Dataset entries:
::::

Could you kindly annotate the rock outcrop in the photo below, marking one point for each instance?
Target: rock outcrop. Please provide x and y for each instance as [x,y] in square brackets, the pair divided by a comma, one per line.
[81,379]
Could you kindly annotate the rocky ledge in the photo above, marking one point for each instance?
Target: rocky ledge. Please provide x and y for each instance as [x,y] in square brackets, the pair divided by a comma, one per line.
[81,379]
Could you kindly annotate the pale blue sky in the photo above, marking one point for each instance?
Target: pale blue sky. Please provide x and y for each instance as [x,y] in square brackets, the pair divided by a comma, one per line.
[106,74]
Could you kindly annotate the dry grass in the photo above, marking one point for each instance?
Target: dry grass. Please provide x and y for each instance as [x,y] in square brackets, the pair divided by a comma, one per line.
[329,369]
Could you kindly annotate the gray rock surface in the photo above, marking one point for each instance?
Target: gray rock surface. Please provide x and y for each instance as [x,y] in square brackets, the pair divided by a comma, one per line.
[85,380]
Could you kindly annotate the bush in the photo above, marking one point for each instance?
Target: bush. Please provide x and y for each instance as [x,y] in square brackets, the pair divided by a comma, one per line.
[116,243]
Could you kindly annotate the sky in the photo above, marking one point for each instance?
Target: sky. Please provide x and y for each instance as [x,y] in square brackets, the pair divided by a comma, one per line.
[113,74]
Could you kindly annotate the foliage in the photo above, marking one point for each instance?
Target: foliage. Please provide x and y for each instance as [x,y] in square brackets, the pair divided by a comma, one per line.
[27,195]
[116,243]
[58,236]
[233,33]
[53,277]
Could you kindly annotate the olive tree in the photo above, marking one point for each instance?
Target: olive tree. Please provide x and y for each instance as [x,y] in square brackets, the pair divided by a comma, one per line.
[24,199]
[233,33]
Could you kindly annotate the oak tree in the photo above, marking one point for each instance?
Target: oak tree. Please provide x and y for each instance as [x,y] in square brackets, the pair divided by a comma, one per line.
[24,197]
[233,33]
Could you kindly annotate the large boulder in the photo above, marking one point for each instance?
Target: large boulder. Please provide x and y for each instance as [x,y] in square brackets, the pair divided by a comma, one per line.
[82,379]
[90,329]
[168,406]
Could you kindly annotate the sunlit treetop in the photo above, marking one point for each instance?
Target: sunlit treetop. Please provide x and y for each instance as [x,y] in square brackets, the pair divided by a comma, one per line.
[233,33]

::::

Retype the material in full, character for character.

Could you kindly annotate the rock outcrop in the photo below, marking one point for each instance?
Target: rock outcrop. Please provide x and y for each instance as [x,y] in square brackets, the pair divided by a comma, one per line.
[81,379]
Could you kindly annotate the rocky ledge in the photo above, marking one point for each instance?
Target: rocky ledge. Please provide x and y for each instance as [x,y] in square brackets, the pair divided by a comma, one per line.
[81,379]
Could you kindly annotate the pale blue sky in the photo above, marking one point for each instance?
Target: pale blue sky. Please provide x and y for each instance as [x,y] in square brackets, the pair divided by a comma, one per line.
[106,74]
Could you kindly annotate the dry grass in the photo above, marking one point for each instance?
Target: dry grass. Please provide x and y for each instance as [x,y] in square brackets, the pair divided by a comma, one per line.
[329,369]
Could you kindly annotate the gray rock surface in the photo above, marking one point for each instance?
Target: gray rock surface. Please provide x and y for each instance as [x,y] in square brackets, the pair divided by a comma, one per line.
[85,380]
Could you kindly annotate the bush in the photo above, marking one point for each instance?
Target: bush. Please provide x and y for each instance as [x,y] in square brackets, the pair divided by a comma, one per line.
[116,243]
Could you kindly annotate the sky in the photo above, marking one point for each instance?
Target: sky. Please provide x and y for each instance as [x,y] in square brackets, the pair divided by a comma, one per line.
[113,74]
Could you kindly annotate the foliage in the photo above, marking one point for each instance?
Target: foliage. Please provide x and y for each instance as [x,y] in square brackets, the pair divided by a comma, one per line.
[27,195]
[116,243]
[58,236]
[233,33]
[53,277]
Could you kindly annotate the olive tree in the photo above, marking one point for each instance?
Target: olive tree. Please provide x and y for each instance as [x,y] in square brackets, the pair divided by a comma, one per line.
[24,199]
[233,33]
Could you kindly annotate the oak tree in the photo above, marking one point for each instance?
Target: oak tree. Please provide x and y for each instance as [x,y] in square brackets, the pair divided by a comma, one per line.
[24,197]
[233,33]
Could you kindly annotate the large boulder in the photo above, marking one point for each instance?
Target: large boulder. Please provide x and y for each instance as [x,y] in square brackets, the pair divided by a comma, one per line.
[82,379]
[90,329]
[168,406]
Could you kindly annotate the sunlit treetop in the photo above, marking one point for each instance?
Target: sunlit treetop. Please provide x and y for each instance as [x,y] in square brackets, the pair divided by a comma, one per line.
[233,33]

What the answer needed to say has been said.